TASK BRIEF: When the string "window" is part of a line below, that line should be copied.

[Stored data entries]
======

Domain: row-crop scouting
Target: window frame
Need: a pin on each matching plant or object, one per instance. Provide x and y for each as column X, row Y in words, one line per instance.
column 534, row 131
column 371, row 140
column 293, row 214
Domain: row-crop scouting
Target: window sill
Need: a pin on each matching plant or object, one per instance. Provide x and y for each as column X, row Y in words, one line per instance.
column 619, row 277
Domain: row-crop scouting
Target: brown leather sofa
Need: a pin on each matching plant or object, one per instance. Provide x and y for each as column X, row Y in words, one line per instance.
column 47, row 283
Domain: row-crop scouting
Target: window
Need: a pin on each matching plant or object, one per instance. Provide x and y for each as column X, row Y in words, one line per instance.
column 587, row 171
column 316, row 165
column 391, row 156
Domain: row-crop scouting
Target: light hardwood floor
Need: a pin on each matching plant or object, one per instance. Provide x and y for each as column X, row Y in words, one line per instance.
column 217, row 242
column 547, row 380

======

RESULT:
Target: window frame
Target: window sill
Target: window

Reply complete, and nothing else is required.